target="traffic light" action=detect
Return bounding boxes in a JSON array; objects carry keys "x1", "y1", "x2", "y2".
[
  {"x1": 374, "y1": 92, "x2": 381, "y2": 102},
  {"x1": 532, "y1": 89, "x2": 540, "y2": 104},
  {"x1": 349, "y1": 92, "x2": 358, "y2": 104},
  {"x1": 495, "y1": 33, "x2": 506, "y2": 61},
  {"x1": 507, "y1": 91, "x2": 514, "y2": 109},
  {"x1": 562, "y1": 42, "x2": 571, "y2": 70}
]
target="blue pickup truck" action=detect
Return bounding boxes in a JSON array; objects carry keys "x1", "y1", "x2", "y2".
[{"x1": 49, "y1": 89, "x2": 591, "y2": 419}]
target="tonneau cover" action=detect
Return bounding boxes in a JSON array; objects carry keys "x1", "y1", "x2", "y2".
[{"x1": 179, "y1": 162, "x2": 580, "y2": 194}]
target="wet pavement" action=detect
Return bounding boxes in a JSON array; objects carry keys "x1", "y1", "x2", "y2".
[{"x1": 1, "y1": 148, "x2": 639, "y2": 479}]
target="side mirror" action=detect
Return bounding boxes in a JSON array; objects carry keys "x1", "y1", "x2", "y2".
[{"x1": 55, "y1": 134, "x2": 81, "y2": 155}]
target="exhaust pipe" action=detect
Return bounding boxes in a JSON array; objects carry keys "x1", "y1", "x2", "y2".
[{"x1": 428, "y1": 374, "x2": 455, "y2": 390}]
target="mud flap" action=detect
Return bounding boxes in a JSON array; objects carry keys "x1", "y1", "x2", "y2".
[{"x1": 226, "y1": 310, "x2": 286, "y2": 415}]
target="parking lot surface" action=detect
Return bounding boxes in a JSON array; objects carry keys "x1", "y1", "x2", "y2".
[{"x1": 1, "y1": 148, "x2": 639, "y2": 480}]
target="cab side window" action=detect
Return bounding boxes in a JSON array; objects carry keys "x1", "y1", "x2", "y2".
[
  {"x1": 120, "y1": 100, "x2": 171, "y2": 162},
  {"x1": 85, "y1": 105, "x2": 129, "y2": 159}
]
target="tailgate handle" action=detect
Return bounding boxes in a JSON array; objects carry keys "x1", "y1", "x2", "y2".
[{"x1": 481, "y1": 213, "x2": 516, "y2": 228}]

- _Task_
What this exercise asks for is an exact copy of all the records.

- _Written reply_
target="traffic light" action=detect
Return bounding boxes in a JSON array; objects carry keys "x1", "y1", "x2", "y2".
[
  {"x1": 374, "y1": 92, "x2": 381, "y2": 102},
  {"x1": 532, "y1": 89, "x2": 540, "y2": 104},
  {"x1": 349, "y1": 92, "x2": 358, "y2": 104},
  {"x1": 495, "y1": 33, "x2": 506, "y2": 61},
  {"x1": 507, "y1": 91, "x2": 514, "y2": 109},
  {"x1": 562, "y1": 42, "x2": 571, "y2": 70}
]
target="blue pickup truck" action=detect
Return bounding boxes in a JSON array; objects carry keys "x1", "y1", "x2", "y2".
[{"x1": 49, "y1": 89, "x2": 591, "y2": 419}]
target="tonneau cover" action=detect
Return bounding boxes in a JSON array; objects carry keys "x1", "y1", "x2", "y2".
[{"x1": 179, "y1": 162, "x2": 580, "y2": 194}]
target="wet pavement" action=detect
Return bounding boxes in a JSON array; objects carry keys "x1", "y1", "x2", "y2".
[{"x1": 1, "y1": 148, "x2": 639, "y2": 479}]
target="side mirror" action=detect
Return bounding boxes in a JSON array; objects carry keys "x1", "y1", "x2", "y2".
[{"x1": 55, "y1": 134, "x2": 81, "y2": 155}]
target="exhaust pipe" action=detect
Return bounding boxes in a JSON array; objects carry keys "x1", "y1", "x2", "y2".
[{"x1": 428, "y1": 374, "x2": 455, "y2": 390}]
target="mud flap" action=detect
Return bounding boxes in a JSON array; objects carry keys "x1", "y1", "x2", "y2".
[{"x1": 226, "y1": 310, "x2": 286, "y2": 415}]
target="parking lot surface" action=detect
Return bounding boxes in a JSON array; objects carry keys "x1", "y1", "x2", "y2".
[{"x1": 1, "y1": 148, "x2": 639, "y2": 480}]
target="cab side window" action=detect
Return bounding boxes in a JSON array; objects carry keys "x1", "y1", "x2", "y2".
[
  {"x1": 120, "y1": 100, "x2": 171, "y2": 162},
  {"x1": 85, "y1": 105, "x2": 129, "y2": 159}
]
target="tailgate handle" action=detect
Return bounding boxes in a JSON array; objects carry keys "x1", "y1", "x2", "y2".
[{"x1": 481, "y1": 213, "x2": 516, "y2": 228}]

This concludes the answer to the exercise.